▶ _DIRECTIONS_: Please check each statement against the XSD article below and answer yes or no, quoting the exact words of the article that decide it. 1. XSD rebalances its holdings every quarter. 2. XSD gives its largest weights to mega-cap chip companies. 3. The article presents XSD as a core portfolio anchor.

MarketLens
What Makes XSD a Unique Play in the Semiconductor Sector

Key Takeaways
- The SPDR S&P Semiconductor Select Industry ETF (XSD) offers a distinct equal-weight approach to semiconductor investing, diverging from mega-cap heavy ETFs like SMH and SOXX.
- Its quarterly rebalancing mechanism systematically trims winners and adds to laggards, aiming for broader sector participation and reducing concentration risk.
- While XSD has delivered strong long-term returns, its equal-weight strategy can underperform during narrow, mega-cap led rallies, making it a strategic satellite holding rather than a core portfolio anchor.
What Makes XSD a Unique Play in the Semiconductor Sector?

▶ _DATASET_:
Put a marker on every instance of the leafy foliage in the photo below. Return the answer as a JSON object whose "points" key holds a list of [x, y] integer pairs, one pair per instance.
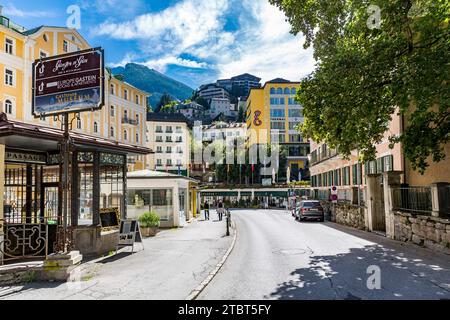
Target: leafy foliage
{"points": [[366, 73]]}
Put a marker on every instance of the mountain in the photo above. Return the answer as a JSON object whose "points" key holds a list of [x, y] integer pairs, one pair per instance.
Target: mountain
{"points": [[153, 82]]}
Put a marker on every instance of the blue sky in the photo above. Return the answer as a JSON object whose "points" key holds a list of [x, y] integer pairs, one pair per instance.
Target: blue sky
{"points": [[194, 41]]}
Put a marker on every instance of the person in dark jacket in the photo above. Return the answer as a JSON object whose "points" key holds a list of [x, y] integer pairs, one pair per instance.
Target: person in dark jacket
{"points": [[206, 210]]}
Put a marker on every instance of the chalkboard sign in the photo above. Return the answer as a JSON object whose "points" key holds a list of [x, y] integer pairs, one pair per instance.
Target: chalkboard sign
{"points": [[129, 234], [109, 218]]}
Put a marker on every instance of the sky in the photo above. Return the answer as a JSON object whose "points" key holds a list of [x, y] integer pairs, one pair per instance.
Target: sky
{"points": [[193, 41]]}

▶ _RESPONSE BOX_:
1. Yes: "Its quarterly rebalancing mechanism systematically trims winners and adds to laggards"
2. No: "offers a distinct equal-weight approach to semiconductor investing, diverging from mega-cap heavy ETFs like SMH and SOXX"
3. No: "making it a strategic satellite holding rather than a core portfolio anchor"